| Consegna scritta A |
Le affermazioni (i), (ii) e (iii) concordano con la lettera sulla crisi degli abusi? Per ciascuna rispondi sì o no e cita alla lettera le parole del testo che lo stabiliscono.
(i) L'autore dichiara di essere stufo dell'occultamento della verità.
(ii) La lettera è rivolta ai fedeli della diocesi di Madison.
(iii) L'appello alla gerarchia ecclesiastica proviene soltanto da fedeli degli Stati Uniti.

**** Testo della pagina

Mons. Robert C. Morlino, Cristianità n. 392 (2018)
Lettera ai fedeli circa la crisi in corso nella Chiesa dovuta agli abusi sessuali
Cari fratelli e sorelle in Cristo della diocesi di Madison,
le scorse settimane hanno portato con sé tanto scandalo e tanta comprensibile indignazione, nonché un appello rivolto alla gerarchia ecclesiastica da parte di molti fedeli cattolici qui, negli Stati Uniti, e oltreoceano, perché vengano presi provvedimenti e si faccia chiarezza sui peccati di natura sessuale compiuti da preti, vescovi e perfino cardinali. Un’indignazione ancora maggiore è montata nei confronti di chi è stato complice nell’impedire che alcuni di questi peccati così gravi venissero alla luce.
Per quanto mi riguarda, sono stufo di tutto ciò, e so di non essere il solo. Stufo che le persone vengano ferite, e gravemente! Sono stufo dell’occultamento della verità. Sono stufo del peccato. E, da persona che ha provato — nonostante i molti difetti — a immolare la propria vita a Cristo e alla sua Chiesa, sono stufo della violazione sistematica dei sacri doveri da parte di coloro cui il Signore ha affidato l’immensa responsabilità della cura del Suo popolo.

********

| Consegna scritta B |
Puoi ricopiare dalle voci le righe partendo da quella che contiene "# Mark the region of the textured" e fermandoti dopo quella che contiene "[[[123,16],[88,13],[77,19],[86,69],[100,73],[120,63],[126,24]]]", cambiando "textured" in "frosted" e lasciando tutto il resto invariato?

**** Voci fornite

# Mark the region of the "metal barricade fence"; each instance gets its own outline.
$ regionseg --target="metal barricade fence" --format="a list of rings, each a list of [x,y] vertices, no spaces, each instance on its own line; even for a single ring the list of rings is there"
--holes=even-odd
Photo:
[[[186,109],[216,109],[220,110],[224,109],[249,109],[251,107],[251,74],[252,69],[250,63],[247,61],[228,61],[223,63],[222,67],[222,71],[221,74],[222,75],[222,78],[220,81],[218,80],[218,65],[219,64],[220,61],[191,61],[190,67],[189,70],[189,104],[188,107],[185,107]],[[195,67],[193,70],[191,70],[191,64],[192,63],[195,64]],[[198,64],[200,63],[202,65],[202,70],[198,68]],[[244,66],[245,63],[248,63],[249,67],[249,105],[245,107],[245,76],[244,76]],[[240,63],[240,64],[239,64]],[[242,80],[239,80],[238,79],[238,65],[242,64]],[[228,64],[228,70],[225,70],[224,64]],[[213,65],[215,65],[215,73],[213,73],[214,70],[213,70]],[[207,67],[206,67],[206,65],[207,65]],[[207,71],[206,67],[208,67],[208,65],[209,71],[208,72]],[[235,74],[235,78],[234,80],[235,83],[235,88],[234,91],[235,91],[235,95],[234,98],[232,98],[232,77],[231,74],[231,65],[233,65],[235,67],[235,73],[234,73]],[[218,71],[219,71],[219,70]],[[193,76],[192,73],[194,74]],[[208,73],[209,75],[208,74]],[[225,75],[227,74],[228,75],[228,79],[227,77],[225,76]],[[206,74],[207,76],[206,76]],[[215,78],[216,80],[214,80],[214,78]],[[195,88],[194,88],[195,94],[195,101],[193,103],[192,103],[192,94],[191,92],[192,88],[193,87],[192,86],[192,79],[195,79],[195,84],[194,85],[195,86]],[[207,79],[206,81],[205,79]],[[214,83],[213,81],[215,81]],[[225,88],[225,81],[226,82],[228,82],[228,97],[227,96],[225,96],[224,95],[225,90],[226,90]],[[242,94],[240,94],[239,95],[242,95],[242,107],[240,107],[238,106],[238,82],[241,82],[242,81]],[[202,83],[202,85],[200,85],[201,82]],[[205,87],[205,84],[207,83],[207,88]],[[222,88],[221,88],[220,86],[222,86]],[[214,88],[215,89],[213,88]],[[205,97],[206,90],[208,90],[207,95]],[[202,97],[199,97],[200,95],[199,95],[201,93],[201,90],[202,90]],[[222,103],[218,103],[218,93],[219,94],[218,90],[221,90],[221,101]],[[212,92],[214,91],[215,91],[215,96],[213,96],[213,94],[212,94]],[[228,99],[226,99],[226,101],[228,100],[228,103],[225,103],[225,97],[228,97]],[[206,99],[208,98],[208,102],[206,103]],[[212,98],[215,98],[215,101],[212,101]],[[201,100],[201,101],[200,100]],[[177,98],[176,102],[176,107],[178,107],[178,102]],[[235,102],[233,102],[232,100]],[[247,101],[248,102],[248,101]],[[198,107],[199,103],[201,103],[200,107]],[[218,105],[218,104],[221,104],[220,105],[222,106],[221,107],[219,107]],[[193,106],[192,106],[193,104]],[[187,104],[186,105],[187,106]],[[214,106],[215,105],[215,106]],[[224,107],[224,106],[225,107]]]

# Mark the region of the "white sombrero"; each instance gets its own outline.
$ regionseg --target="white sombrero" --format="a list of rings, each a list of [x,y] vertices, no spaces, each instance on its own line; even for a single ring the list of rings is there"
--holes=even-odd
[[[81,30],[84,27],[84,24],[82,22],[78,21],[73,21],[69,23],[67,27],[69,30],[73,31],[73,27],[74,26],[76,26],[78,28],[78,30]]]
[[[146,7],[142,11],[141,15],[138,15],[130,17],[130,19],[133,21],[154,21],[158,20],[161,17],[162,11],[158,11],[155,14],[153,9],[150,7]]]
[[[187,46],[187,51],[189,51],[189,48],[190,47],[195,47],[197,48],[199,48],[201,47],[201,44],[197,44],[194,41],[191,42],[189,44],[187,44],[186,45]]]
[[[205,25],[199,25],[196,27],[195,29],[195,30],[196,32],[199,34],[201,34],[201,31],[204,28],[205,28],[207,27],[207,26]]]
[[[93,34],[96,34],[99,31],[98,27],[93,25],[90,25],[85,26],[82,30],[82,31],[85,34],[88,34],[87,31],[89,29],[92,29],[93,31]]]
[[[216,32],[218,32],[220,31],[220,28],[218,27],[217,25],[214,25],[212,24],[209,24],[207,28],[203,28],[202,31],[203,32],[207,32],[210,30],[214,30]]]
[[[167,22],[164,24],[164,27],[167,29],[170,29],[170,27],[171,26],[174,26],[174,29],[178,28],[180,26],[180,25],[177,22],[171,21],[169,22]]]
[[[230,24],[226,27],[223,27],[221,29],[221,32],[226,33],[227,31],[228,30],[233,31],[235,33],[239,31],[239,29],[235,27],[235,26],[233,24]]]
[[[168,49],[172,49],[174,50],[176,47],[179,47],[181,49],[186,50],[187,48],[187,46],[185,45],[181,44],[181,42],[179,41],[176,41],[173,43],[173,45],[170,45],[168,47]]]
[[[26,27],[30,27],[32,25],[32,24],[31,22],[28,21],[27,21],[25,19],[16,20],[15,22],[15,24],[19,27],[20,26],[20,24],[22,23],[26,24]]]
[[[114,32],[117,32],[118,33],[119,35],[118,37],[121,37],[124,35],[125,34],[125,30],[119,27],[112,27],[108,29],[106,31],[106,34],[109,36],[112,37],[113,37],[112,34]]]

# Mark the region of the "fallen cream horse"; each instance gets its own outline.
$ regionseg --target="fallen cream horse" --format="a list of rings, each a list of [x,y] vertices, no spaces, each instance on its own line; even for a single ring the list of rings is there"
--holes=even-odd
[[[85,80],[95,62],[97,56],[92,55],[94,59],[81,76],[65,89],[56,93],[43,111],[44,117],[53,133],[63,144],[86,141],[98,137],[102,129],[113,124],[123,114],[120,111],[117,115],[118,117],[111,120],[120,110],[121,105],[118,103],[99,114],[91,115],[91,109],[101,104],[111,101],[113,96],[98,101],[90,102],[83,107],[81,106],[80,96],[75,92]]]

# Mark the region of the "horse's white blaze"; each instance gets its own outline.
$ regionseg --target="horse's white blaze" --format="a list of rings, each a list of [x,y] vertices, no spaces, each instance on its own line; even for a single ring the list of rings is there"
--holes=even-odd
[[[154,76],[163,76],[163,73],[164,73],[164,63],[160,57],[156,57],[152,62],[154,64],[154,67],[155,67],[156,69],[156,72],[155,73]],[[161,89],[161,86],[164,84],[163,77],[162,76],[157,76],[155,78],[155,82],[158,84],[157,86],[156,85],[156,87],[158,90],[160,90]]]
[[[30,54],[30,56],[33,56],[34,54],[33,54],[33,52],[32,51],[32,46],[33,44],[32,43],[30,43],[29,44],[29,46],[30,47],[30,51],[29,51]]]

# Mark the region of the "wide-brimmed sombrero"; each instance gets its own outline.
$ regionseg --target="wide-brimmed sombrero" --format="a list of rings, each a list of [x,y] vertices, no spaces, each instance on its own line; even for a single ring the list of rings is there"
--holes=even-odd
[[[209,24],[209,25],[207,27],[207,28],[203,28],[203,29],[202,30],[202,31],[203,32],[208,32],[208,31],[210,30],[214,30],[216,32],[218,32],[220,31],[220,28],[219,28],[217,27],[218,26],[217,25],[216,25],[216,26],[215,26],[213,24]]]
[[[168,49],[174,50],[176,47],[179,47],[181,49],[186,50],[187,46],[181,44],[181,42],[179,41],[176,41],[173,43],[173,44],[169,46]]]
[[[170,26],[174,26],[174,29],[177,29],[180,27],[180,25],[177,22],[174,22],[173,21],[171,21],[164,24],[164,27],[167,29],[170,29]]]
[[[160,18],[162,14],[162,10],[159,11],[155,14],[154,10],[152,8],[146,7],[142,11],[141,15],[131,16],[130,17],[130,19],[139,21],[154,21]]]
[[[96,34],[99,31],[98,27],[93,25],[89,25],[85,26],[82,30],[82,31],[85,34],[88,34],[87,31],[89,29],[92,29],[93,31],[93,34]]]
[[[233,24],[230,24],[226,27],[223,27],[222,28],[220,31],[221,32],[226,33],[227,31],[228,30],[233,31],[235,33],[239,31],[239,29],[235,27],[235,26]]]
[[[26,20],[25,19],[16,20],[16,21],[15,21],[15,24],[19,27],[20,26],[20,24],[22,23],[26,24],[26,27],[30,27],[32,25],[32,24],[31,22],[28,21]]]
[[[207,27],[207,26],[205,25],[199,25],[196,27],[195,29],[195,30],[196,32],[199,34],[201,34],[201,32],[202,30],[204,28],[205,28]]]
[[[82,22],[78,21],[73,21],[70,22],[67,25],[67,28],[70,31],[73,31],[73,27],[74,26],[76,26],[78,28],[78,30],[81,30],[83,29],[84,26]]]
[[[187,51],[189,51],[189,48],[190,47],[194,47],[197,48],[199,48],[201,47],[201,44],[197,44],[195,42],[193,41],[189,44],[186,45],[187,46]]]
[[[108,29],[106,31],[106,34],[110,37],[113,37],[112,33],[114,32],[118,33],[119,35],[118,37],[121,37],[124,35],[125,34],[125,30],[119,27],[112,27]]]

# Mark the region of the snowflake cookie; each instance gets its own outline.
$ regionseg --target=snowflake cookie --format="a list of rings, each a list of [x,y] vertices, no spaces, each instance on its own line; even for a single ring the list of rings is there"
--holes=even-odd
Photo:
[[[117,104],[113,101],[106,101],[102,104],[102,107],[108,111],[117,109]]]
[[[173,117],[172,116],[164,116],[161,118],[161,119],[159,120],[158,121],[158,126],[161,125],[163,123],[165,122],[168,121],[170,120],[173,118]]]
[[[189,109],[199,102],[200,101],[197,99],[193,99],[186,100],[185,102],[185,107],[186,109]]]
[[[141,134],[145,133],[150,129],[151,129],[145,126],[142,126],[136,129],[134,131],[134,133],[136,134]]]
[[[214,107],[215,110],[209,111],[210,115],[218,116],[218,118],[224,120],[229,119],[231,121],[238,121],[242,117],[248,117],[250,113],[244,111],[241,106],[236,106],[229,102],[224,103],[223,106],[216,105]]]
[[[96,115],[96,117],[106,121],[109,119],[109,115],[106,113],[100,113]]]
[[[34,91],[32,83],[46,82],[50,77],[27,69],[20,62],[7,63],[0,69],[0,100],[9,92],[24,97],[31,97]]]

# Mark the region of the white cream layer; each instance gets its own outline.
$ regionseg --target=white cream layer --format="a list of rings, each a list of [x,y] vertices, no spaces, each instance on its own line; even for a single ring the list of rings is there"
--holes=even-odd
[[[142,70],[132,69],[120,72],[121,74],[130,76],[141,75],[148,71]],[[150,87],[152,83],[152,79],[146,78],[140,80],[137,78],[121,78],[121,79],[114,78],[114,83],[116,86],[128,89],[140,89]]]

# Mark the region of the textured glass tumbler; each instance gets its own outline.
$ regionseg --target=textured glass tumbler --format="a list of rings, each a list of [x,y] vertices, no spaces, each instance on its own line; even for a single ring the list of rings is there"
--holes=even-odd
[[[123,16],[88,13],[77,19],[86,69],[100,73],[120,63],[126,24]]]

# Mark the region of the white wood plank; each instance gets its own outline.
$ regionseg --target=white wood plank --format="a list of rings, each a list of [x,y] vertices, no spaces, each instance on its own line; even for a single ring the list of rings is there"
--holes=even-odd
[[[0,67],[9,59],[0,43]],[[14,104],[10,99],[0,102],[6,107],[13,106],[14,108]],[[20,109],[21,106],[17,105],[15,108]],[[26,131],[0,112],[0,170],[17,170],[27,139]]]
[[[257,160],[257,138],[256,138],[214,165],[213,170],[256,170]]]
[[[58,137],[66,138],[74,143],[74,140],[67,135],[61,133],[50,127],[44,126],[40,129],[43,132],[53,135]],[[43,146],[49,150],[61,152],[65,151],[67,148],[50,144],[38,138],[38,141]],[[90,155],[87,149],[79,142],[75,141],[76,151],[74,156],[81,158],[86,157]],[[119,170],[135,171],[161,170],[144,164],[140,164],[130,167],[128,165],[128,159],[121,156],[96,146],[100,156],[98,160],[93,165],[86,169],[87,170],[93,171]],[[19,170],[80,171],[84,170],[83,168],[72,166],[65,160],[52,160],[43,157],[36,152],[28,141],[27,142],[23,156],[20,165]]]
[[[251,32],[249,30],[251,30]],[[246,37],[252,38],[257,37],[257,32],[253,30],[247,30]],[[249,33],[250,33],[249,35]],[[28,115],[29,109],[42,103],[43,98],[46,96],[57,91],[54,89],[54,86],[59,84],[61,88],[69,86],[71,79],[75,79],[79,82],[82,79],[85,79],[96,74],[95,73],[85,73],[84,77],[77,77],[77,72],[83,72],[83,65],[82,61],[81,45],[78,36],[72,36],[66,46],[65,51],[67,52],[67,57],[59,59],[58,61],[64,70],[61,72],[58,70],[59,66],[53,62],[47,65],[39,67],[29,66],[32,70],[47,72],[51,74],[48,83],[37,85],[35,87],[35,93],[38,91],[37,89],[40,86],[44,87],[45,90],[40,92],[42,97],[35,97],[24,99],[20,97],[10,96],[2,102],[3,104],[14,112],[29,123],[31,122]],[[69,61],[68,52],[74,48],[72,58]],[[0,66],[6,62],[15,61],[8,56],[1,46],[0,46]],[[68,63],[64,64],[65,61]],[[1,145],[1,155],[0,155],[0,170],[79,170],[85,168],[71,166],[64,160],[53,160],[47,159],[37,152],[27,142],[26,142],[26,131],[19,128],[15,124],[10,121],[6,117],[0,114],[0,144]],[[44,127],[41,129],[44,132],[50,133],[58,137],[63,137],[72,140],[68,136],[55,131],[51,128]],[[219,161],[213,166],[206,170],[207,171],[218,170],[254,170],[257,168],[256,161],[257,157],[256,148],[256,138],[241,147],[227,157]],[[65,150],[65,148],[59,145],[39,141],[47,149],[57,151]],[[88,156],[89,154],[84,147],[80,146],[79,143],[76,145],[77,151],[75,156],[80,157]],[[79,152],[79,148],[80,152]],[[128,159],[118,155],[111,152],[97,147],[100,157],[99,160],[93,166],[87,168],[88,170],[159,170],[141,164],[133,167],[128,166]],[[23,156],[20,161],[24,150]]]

********

| Risposta scritta A |
(i) Sì: "Sono stufo dell’occultamento della verità."
(ii) Sì: "Cari fratelli e sorelle in Cristo della diocesi di Madison"
(iii) No: "da parte di molti fedeli cattolici qui, negli Stati Uniti, e oltreoceano"

| Risposta scritta B |
# Mark the region of the frosted glass tumbler; each instance gets its own outline.
$ regionseg --target=frosted glass tumbler --format="a list of rings, each a list of [x,y] vertices, no spaces, each instance on its own line; even for a single ring the list of rings is there"
--holes=even-odd
[[[123,16],[88,13],[77,19],[86,69],[100,73],[120,63],[126,24]]]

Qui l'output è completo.